■ **STATED TASK**:
Copy the material below word for word and line for line, leaving nothing out and changing nothing.

■ **INFORMATION GIVEN**:
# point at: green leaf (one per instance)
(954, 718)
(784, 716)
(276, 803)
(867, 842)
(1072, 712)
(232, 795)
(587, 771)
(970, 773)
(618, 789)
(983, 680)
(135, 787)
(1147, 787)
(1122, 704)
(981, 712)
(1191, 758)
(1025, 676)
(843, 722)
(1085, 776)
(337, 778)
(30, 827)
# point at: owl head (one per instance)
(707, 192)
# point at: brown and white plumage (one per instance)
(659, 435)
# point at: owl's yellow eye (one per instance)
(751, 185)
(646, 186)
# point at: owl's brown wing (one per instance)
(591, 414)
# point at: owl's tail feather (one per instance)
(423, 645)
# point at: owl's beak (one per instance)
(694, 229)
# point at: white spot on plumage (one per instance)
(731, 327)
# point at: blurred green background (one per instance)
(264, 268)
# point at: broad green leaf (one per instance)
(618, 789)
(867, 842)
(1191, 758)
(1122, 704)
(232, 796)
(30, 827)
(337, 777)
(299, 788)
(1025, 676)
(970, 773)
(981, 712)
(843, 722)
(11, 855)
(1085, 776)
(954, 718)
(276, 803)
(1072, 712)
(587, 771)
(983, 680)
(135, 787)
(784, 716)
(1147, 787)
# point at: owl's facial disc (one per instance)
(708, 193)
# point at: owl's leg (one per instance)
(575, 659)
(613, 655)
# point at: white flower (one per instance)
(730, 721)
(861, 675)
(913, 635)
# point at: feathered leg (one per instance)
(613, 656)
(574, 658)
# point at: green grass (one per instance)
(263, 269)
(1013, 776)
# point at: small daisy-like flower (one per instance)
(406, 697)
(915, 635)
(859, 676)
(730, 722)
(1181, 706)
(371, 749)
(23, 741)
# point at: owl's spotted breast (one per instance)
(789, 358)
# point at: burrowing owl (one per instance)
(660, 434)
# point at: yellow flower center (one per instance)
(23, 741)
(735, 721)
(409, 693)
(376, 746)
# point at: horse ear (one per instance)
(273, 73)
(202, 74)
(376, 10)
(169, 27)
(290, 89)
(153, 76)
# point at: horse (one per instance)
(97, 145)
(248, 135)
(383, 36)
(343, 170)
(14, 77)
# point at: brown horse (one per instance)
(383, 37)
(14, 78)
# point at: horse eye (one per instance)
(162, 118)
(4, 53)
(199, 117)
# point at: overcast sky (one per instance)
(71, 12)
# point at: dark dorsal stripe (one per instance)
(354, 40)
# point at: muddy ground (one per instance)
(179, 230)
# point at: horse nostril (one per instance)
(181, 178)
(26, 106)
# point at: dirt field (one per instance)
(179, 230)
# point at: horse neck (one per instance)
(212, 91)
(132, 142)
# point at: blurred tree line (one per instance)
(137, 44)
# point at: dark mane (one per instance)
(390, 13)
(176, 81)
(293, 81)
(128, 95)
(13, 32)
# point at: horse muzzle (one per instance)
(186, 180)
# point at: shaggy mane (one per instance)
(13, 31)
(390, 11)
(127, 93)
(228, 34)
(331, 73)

■ **REPLY**:
# point at: green leaf (one per instance)
(954, 718)
(784, 716)
(276, 803)
(867, 842)
(1072, 712)
(232, 795)
(587, 771)
(970, 773)
(618, 789)
(983, 680)
(135, 787)
(1147, 787)
(1122, 704)
(981, 712)
(1191, 758)
(1025, 676)
(843, 722)
(1085, 776)
(337, 778)
(30, 827)
# point at: owl head (one per instance)
(707, 192)
# point at: brown and white plumage (one per instance)
(659, 435)
# point at: owl's yellow eye (one per instance)
(751, 185)
(646, 186)
# point at: owl's brown wing (one per instance)
(591, 414)
# point at: owl's tail feather (one per instance)
(423, 645)
# point at: owl's beak (one per instance)
(694, 229)
# point at: white spot on plumage (one per instance)
(731, 327)
# point at: blurred green background (one per instance)
(264, 268)
# point at: broad green leaf (one per instance)
(618, 789)
(867, 842)
(1191, 758)
(1122, 704)
(232, 796)
(30, 827)
(337, 777)
(299, 788)
(1025, 676)
(970, 773)
(981, 712)
(843, 722)
(11, 855)
(1085, 776)
(954, 718)
(276, 803)
(1072, 712)
(587, 771)
(983, 680)
(135, 787)
(784, 716)
(1147, 787)
# point at: owl's facial disc (one per instance)
(708, 193)
# point at: owl's leg (one per instance)
(575, 659)
(613, 655)
# point at: white flower (one per instance)
(730, 721)
(861, 675)
(913, 635)
# point at: feathered leg (one per instance)
(613, 656)
(574, 658)
# point at: green grass (one per instance)
(263, 269)
(1013, 776)
# point at: small daisy-like flower (one per instance)
(406, 697)
(915, 635)
(859, 676)
(730, 722)
(1181, 706)
(371, 749)
(23, 741)
# point at: owl's spotted breast (one per instance)
(789, 358)
# point at: burrowing owl (one per instance)
(660, 434)
# point at: yellow flower center (one per instance)
(23, 741)
(735, 721)
(409, 693)
(376, 746)
# point at: horse ear (one per instance)
(273, 73)
(202, 74)
(376, 10)
(169, 27)
(290, 89)
(153, 76)
# point at: horse (one per instance)
(97, 145)
(248, 135)
(383, 36)
(343, 170)
(14, 77)
# point at: brown horse (one per instance)
(383, 37)
(14, 78)
# point at: horse eye (one per instance)
(162, 118)
(4, 53)
(199, 117)
# point at: overcast sky (one per instance)
(71, 12)
# point at: dark dorsal stripe (one per instance)
(354, 40)
# point at: muddy ground (one per instance)
(179, 230)
# point at: horse nostril (one per instance)
(181, 178)
(26, 106)
# point at: dirt field (one per instance)
(179, 230)
# point at: horse neck (one per instance)
(212, 91)
(132, 142)
# point at: blurred tree line (one per instance)
(137, 44)
# point at: dark mane (one per instance)
(390, 13)
(176, 81)
(293, 81)
(128, 95)
(13, 32)
# point at: horse muzzle (one per instance)
(186, 180)
# point at: shaggy mane (one per instance)
(13, 31)
(390, 11)
(127, 93)
(228, 34)
(331, 73)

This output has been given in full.